##### STORED DATA
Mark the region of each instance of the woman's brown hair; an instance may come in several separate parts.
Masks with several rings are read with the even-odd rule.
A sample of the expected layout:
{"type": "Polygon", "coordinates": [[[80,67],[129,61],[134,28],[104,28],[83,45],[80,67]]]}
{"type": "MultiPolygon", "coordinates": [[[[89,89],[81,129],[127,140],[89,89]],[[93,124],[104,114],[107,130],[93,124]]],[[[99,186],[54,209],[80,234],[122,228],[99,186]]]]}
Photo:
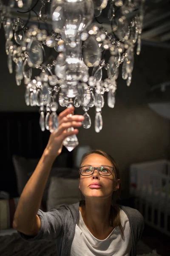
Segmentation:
##########
Update the items above so that "brown hair" becomes "dark hair", and keep every other line as it is. Do not include the pictures in your answer.

__REPLY TO THE TASK__.
Mark the region of each instance of the woman's dark hair; an instance may come in several separate parts.
Masks with several rings are read with the even-odd rule.
A sample of the expected layout:
{"type": "Polygon", "coordinates": [[[80,67],[129,61],[134,28],[104,28],[83,45],[80,67]]]}
{"type": "MultiPolygon", "coordinates": [[[[89,89],[81,129],[127,140],[89,89]],[[93,124],[104,114],[107,130],[93,124]]],[[[99,186],[54,209],[80,234],[122,228],[99,186]]]]}
Photo:
Segmentation:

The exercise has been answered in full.